Task description> Starting at the beginning of the listing below and ending at the line containing "box: [976, 395, 1000, 422]", write those lines out again with "rough mask" swapped for "coarse mask" and nothing else altered, leaving out the picture.

Exercise materials>
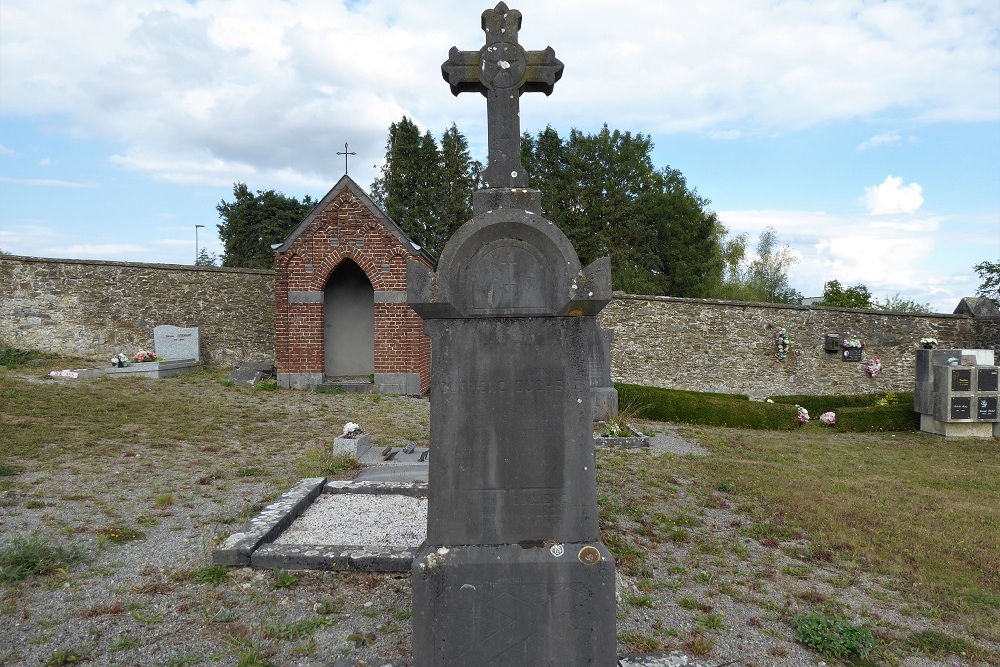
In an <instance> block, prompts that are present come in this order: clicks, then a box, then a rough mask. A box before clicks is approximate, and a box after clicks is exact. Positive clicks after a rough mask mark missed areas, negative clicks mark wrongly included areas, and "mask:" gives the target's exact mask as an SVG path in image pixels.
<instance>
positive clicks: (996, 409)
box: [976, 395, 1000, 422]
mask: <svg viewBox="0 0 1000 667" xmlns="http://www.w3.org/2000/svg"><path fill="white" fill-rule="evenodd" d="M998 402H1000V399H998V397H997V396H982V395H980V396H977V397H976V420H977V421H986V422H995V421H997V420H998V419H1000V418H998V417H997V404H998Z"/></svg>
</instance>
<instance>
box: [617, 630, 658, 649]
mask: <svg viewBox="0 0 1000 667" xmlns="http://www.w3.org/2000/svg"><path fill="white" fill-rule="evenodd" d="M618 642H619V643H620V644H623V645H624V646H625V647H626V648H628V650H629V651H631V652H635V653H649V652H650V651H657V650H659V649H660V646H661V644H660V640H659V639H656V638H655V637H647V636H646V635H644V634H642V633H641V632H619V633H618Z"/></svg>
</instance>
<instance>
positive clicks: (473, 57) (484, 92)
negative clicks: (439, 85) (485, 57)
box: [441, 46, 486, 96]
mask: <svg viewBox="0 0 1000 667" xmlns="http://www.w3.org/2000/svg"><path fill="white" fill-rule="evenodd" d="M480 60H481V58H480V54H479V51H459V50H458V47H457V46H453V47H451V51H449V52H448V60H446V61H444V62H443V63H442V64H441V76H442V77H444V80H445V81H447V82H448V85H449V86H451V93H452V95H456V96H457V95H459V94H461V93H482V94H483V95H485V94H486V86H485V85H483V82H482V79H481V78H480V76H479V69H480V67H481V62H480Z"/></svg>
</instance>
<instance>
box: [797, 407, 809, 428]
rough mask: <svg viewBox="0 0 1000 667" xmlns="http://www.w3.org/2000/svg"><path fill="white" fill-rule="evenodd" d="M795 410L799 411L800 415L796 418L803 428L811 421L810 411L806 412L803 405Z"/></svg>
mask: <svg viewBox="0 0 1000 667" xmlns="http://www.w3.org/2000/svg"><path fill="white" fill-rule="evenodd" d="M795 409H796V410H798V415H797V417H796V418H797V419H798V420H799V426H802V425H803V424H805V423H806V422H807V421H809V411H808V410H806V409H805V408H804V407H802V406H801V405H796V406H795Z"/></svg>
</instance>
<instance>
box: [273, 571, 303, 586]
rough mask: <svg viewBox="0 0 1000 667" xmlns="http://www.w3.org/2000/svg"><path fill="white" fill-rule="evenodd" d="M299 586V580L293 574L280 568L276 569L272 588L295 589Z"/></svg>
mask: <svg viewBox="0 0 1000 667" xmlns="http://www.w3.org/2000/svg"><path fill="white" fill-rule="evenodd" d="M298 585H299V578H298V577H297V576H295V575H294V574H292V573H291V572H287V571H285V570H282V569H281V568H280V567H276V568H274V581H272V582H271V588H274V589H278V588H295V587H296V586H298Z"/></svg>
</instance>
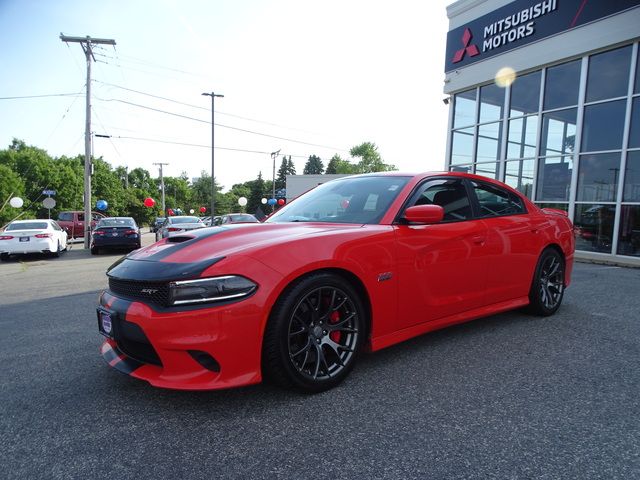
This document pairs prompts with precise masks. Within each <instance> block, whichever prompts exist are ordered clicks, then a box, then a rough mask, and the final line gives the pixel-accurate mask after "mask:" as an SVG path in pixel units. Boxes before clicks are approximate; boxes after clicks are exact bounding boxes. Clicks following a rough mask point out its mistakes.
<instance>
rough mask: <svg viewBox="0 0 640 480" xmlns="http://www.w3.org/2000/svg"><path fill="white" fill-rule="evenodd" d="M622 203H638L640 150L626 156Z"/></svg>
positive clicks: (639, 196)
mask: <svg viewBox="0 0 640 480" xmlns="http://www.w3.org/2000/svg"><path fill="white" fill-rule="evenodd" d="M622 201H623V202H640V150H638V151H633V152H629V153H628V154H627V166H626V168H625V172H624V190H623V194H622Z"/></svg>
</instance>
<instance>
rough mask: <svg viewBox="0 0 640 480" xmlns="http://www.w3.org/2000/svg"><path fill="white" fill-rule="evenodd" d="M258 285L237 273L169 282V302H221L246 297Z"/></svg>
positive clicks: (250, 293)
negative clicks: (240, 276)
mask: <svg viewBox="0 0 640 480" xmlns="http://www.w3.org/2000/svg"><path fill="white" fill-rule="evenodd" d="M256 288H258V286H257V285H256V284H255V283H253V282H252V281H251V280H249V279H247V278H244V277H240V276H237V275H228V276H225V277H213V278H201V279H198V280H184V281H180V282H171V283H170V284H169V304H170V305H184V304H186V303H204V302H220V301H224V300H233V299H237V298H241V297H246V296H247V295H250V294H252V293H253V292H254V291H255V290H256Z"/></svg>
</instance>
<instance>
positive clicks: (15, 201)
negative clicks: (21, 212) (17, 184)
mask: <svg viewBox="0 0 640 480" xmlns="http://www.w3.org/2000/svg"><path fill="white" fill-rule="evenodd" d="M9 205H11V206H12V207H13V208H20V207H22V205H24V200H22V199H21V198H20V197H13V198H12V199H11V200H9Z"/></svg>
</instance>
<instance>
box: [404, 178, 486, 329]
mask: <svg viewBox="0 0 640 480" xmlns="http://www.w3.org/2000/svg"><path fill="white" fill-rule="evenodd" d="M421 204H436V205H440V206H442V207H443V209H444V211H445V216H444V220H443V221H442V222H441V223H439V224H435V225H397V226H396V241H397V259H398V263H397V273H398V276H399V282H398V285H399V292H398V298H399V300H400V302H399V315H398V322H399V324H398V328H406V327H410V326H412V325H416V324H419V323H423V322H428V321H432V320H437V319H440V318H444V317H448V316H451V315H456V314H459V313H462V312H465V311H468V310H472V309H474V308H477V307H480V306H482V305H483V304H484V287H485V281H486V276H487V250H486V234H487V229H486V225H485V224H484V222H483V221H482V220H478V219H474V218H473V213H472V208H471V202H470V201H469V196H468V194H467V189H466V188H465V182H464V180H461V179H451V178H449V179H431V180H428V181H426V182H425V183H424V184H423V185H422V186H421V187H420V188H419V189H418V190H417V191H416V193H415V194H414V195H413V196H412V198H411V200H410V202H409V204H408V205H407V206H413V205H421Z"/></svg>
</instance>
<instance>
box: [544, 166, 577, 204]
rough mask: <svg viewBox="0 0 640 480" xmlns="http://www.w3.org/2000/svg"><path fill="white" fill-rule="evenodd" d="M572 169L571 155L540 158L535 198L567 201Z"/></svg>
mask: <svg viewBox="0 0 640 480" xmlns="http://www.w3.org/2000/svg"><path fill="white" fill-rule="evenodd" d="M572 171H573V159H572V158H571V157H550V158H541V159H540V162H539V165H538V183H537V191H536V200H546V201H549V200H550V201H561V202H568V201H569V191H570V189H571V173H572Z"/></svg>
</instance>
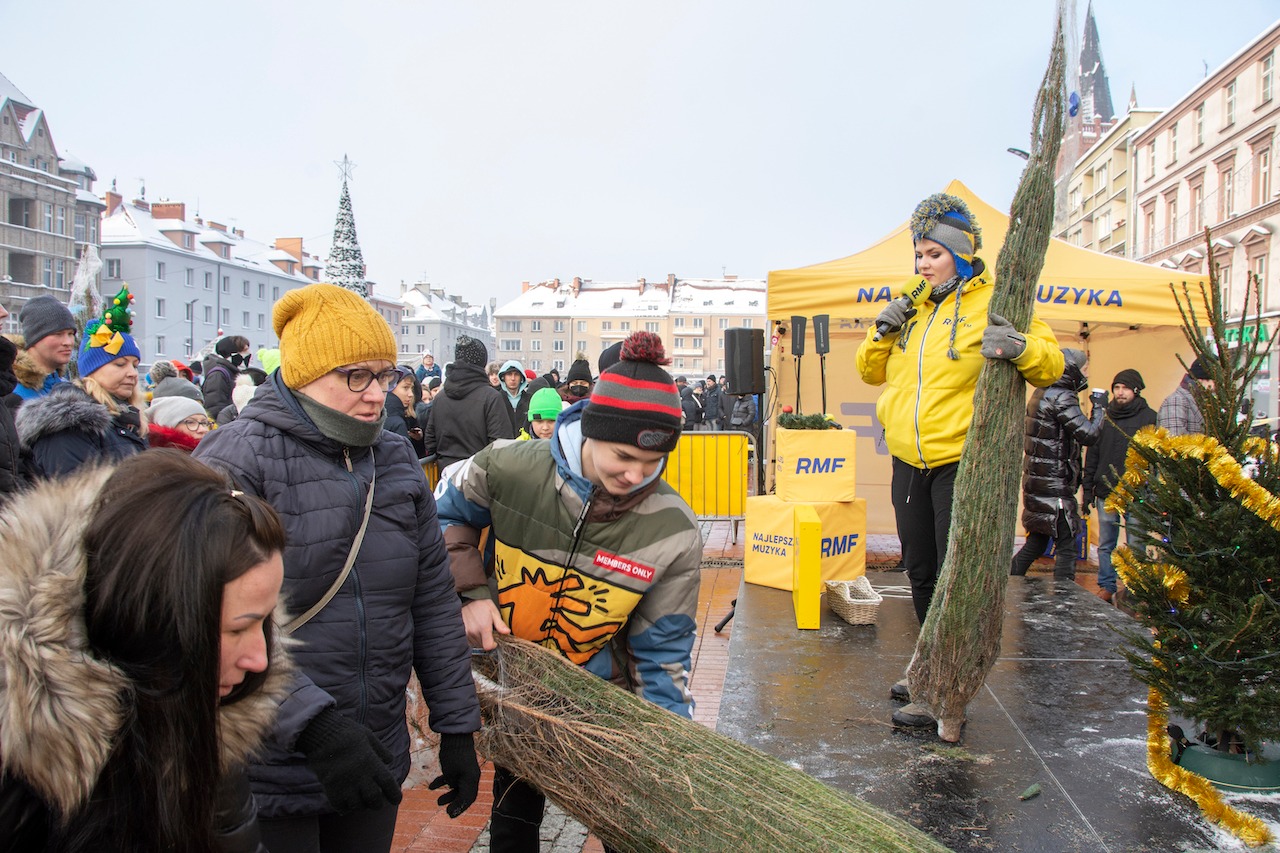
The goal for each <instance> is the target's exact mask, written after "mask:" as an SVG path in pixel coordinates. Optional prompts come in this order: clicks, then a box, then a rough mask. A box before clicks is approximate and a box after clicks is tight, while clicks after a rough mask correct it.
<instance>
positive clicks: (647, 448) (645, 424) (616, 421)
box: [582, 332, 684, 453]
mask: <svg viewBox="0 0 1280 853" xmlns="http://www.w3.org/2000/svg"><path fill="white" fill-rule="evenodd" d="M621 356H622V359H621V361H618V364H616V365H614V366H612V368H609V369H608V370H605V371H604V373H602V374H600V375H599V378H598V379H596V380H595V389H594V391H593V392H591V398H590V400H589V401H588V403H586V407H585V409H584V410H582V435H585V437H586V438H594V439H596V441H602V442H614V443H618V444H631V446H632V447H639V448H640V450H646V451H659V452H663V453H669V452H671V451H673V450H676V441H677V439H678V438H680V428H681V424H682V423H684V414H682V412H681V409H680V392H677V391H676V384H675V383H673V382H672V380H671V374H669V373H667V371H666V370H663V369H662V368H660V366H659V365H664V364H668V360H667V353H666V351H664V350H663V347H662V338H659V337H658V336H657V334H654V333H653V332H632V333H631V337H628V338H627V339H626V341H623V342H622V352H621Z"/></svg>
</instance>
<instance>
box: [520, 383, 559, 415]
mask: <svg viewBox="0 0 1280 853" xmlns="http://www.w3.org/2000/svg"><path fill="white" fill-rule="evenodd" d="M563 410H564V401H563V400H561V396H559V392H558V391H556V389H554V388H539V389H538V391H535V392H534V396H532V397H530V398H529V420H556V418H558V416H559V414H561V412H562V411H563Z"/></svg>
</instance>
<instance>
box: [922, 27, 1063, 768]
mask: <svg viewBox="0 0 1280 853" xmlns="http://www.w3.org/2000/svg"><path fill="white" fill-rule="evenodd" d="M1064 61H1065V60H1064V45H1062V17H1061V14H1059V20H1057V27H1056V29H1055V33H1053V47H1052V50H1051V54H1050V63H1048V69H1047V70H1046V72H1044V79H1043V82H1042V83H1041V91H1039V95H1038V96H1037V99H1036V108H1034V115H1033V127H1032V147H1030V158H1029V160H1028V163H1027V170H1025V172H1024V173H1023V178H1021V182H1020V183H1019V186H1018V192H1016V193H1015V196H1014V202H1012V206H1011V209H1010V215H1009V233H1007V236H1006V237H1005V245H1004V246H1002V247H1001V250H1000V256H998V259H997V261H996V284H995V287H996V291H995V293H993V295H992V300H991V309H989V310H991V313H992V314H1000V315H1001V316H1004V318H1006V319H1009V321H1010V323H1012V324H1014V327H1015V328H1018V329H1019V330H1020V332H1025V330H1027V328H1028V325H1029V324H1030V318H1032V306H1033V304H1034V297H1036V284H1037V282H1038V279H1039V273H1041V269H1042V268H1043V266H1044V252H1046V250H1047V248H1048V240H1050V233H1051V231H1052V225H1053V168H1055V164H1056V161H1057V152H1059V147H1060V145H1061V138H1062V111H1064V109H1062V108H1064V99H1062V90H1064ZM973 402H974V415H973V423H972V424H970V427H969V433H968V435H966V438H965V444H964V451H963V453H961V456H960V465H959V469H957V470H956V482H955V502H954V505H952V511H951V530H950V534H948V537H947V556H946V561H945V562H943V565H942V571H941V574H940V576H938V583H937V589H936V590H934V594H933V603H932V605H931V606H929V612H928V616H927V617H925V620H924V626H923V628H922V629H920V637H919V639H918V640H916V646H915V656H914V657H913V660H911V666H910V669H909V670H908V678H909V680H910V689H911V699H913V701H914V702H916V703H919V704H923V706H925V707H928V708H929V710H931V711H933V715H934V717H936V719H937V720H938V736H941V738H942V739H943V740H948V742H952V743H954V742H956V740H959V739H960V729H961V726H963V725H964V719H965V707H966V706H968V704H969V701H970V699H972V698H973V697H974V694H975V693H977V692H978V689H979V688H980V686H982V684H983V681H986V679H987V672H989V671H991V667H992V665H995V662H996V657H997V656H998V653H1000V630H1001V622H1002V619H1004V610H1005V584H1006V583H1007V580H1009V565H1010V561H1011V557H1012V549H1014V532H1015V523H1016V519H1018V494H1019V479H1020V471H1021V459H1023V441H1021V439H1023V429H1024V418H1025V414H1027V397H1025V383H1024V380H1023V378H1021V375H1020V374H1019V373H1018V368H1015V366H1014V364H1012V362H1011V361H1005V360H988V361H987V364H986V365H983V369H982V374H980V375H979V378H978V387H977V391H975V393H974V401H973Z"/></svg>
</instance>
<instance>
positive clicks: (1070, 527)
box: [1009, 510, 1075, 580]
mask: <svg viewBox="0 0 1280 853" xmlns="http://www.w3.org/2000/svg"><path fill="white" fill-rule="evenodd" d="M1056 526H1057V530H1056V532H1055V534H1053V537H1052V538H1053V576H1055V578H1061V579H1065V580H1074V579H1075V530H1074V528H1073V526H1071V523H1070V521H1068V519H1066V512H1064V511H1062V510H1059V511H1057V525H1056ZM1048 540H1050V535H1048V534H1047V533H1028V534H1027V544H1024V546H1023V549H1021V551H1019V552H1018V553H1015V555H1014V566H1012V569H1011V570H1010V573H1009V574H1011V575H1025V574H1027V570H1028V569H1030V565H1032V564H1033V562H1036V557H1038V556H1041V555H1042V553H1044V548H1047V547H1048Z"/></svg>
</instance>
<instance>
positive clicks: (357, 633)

Result for this task>
In an <instance> block, prompts that are present come in this order: clicks, then a box, then a coarse mask. A box before clicks is approximate, and a box after clicks is exact. Positive clicks after a coarse mask mark missed areas, negative clicks mark wrongly included areas, and "mask:" gives the target's exact mask as an SVG path in image pixels.
<instance>
positive clicks: (996, 409)
box: [976, 395, 1000, 422]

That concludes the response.